Copy every line of the data below, word for word and in the same order.
════════════════════
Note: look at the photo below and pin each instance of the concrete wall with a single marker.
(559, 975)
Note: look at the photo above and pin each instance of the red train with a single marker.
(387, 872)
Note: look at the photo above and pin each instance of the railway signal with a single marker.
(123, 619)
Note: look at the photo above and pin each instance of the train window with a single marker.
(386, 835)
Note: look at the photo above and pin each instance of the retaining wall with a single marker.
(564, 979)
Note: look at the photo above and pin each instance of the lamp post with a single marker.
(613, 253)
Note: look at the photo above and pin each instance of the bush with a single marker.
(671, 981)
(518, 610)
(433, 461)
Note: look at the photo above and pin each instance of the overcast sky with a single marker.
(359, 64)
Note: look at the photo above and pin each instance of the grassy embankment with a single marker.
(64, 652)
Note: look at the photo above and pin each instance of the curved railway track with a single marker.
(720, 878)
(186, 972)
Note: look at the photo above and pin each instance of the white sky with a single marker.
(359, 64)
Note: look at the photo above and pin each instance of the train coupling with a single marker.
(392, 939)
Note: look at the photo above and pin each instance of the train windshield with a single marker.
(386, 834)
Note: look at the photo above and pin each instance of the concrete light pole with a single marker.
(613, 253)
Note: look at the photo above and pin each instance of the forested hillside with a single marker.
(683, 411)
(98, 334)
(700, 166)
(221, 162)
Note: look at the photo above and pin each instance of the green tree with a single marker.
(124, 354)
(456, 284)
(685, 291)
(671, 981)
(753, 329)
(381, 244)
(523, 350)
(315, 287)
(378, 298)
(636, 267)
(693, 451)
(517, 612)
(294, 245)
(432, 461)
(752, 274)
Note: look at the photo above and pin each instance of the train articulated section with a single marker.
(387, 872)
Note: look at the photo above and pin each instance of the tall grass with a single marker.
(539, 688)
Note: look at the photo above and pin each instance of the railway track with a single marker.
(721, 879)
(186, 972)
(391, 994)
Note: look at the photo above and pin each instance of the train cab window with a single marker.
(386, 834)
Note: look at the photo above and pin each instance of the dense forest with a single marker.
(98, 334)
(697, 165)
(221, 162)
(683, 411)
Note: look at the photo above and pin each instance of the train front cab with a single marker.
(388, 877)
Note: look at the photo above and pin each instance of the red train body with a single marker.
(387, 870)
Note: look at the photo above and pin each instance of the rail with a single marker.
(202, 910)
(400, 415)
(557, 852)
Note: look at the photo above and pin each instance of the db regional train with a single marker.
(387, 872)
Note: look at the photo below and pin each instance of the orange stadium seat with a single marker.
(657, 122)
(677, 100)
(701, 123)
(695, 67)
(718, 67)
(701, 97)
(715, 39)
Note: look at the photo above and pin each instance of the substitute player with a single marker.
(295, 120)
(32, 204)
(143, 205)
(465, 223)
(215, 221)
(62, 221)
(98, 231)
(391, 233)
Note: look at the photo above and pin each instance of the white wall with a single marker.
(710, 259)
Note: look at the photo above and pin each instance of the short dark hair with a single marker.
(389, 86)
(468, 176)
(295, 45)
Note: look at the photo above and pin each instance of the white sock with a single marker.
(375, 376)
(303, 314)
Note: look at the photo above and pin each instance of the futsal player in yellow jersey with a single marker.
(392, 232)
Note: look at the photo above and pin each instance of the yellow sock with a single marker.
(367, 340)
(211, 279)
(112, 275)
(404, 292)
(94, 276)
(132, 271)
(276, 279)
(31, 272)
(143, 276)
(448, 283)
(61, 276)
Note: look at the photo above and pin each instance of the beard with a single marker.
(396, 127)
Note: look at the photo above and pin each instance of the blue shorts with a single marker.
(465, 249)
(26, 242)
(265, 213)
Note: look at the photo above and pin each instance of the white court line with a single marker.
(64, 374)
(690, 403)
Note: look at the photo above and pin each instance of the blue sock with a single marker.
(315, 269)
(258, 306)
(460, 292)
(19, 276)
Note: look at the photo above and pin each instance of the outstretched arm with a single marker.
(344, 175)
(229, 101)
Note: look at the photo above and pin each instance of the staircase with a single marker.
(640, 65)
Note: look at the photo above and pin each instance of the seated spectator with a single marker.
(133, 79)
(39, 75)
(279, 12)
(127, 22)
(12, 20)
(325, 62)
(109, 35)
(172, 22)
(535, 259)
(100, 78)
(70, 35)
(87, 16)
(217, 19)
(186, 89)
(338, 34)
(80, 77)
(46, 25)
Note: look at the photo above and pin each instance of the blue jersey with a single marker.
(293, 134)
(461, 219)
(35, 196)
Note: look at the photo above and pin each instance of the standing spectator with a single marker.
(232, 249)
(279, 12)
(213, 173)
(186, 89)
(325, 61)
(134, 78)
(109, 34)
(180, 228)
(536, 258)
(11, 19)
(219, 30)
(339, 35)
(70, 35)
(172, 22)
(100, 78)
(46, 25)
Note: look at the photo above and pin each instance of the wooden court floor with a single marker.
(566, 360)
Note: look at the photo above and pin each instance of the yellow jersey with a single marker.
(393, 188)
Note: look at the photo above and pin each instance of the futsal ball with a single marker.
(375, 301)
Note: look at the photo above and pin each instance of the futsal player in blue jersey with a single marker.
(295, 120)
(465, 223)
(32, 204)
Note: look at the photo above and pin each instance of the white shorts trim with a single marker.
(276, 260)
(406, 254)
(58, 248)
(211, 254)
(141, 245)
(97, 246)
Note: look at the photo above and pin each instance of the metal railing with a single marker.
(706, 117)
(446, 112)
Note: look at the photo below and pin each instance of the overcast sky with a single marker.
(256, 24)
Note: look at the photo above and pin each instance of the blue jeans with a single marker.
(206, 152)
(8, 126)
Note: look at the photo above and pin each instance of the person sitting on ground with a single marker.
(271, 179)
════════════════════
# [Solution to this problem]
Note: look at the photo below and pin each instance of the concrete wall with a single marker.
(559, 975)
Note: look at the photo above and pin each instance of the red train with a single marker.
(387, 872)
Note: look at the photo above and pin each instance of the railway signal with a single marker.
(123, 619)
Note: look at the photo above and pin each instance of the train window with a single marker.
(386, 835)
Note: look at the photo above and pin each instance of the retaining wall with a single marker.
(564, 979)
Note: look at the photo above and pin each instance of the lamp post with a single marker.
(613, 253)
Note: look at the photo above and pin each instance of the bush with a single marker.
(671, 981)
(518, 610)
(433, 461)
Note: look at the photo above and pin each instance of the overcast sky with a single marker.
(359, 64)
Note: look at the photo above and pin each instance of the grassy embankment with a single marker.
(64, 652)
Note: look at the photo above and pin each instance of the curved railway track with a single marker.
(720, 878)
(186, 972)
Note: look at the photo above and pin each instance of the white sky with a single marker.
(359, 64)
Note: look at the photo above and pin each instance of the train coupling with a single marker.
(392, 939)
Note: look at the photo above and pin each instance of the train windshield with a single marker.
(386, 834)
Note: look at the photo above and pin each instance of the concrete light pole with a single marker.
(613, 253)
Note: look at the photo above and pin each instance of the forested hillside with a single marker.
(683, 411)
(98, 334)
(700, 166)
(221, 162)
Note: look at the photo above and pin each instance of the green tree with a single marker.
(124, 354)
(456, 284)
(685, 291)
(671, 981)
(753, 329)
(381, 244)
(523, 350)
(315, 287)
(378, 298)
(636, 267)
(693, 451)
(517, 612)
(294, 245)
(432, 461)
(752, 274)
Note: look at the photo above and pin each instance of the train articulated section with a single marker.
(387, 872)
Note: look at the photo above and pin each instance of the tall grass with a single marker.
(539, 688)
Note: look at the photo above and pin each instance of the railway track with a single marker.
(721, 879)
(186, 972)
(391, 994)
Note: look at the photo above and pin each instance of the train cab window with a single marker.
(386, 834)
Note: look at the photo above and pin each instance of the dense forest with a single marker.
(98, 334)
(697, 165)
(221, 162)
(683, 411)
Note: look at the photo above and pin each instance of the train front cab with a single marker.
(388, 877)
Note: look at the photo above and pin each instance of the red train body with a single marker.
(387, 870)
Note: look at the photo above and pin each instance of the rail with a single marker.
(202, 910)
(400, 415)
(557, 852)
Note: look at the photo above and pin each instance of the db regional train with a single marker.
(387, 872)
Note: look at the photo below and pin each instance of the orange stadium seat with a single marker.
(657, 122)
(677, 100)
(701, 123)
(695, 67)
(718, 67)
(701, 97)
(715, 39)
Note: look at the photo above and pin each instance of the substitute player with a single marker.
(295, 120)
(32, 204)
(143, 205)
(465, 223)
(215, 221)
(62, 221)
(98, 231)
(391, 233)
Note: look at the photo above and pin each instance of the white wall with a single marker.
(710, 259)
Note: look at the photo above and pin each instance of the short dark hair with a single marker.
(389, 86)
(468, 176)
(295, 45)
Note: look at the photo above and pin each instance of the white sock with a single marker.
(375, 376)
(303, 314)
Note: look at the photo above and pin each instance of the futsal player in yellow jersey with a single marker.
(392, 232)
Note: look at the photo above and pin each instance of the yellow sock with a single marker.
(367, 340)
(211, 279)
(112, 275)
(404, 292)
(94, 276)
(132, 271)
(276, 279)
(31, 272)
(143, 276)
(448, 283)
(61, 276)
Note: look at the photo above and pin each instance of the beard with a single marker.
(396, 127)
Note: look at the photo above and pin each instance of the blue shorts with a single marker.
(465, 249)
(26, 242)
(265, 213)
Note: look at the photo above and pin each instance of the white court line with a single marker.
(64, 374)
(690, 403)
Note: look at the photo above and pin each instance of the blue sock with a single marker.
(315, 269)
(258, 306)
(460, 292)
(19, 276)
Note: look at the photo above and pin each instance of the outstretched arm with a single marker.
(344, 175)
(229, 101)
Note: look at the photo above and pin each instance of the staircase with a single marker.
(640, 65)
Note: look at the photo above and pin each instance of the seated spectator with a single marker.
(133, 79)
(39, 75)
(279, 12)
(127, 22)
(12, 20)
(325, 62)
(109, 35)
(172, 22)
(535, 259)
(100, 78)
(70, 35)
(87, 16)
(217, 19)
(186, 89)
(338, 34)
(80, 77)
(46, 25)
Note: look at the photo above and pin each instance of the blue jersey with a single marker.
(293, 134)
(461, 219)
(35, 196)
Note: look at the photo above and pin each instance of the standing spectator with a single marker.
(232, 249)
(279, 12)
(213, 173)
(186, 89)
(325, 61)
(134, 78)
(109, 34)
(180, 228)
(536, 258)
(11, 19)
(219, 30)
(339, 35)
(70, 35)
(172, 22)
(100, 78)
(46, 25)
Note: look at the photo above and pin each instance of the wooden court floor with a single marker.
(566, 360)
Note: look at the photo above and pin each instance of the yellow jersey with a single marker.
(393, 188)
Note: look at the photo above and pin each instance of the futsal ball with a single marker.
(375, 301)
Note: look at the photo above and pin each instance of the futsal player in blue jersey with a single marker.
(295, 120)
(465, 223)
(32, 204)
Note: look at the photo above and pin each instance of the white shorts trim with a single marker.
(276, 260)
(406, 254)
(58, 248)
(211, 254)
(141, 245)
(97, 246)
Note: look at the photo above and pin each instance of the metal railing with a single marker.
(706, 117)
(446, 112)
Note: look at the photo below and pin each instance of the overcast sky with a single marker.
(256, 24)
Note: look at the photo above and pin each instance of the blue jeans with a single marker.
(206, 152)
(8, 126)
Note: look at the photo above and pin each instance of the person sitting on ground with a single marker.
(271, 179)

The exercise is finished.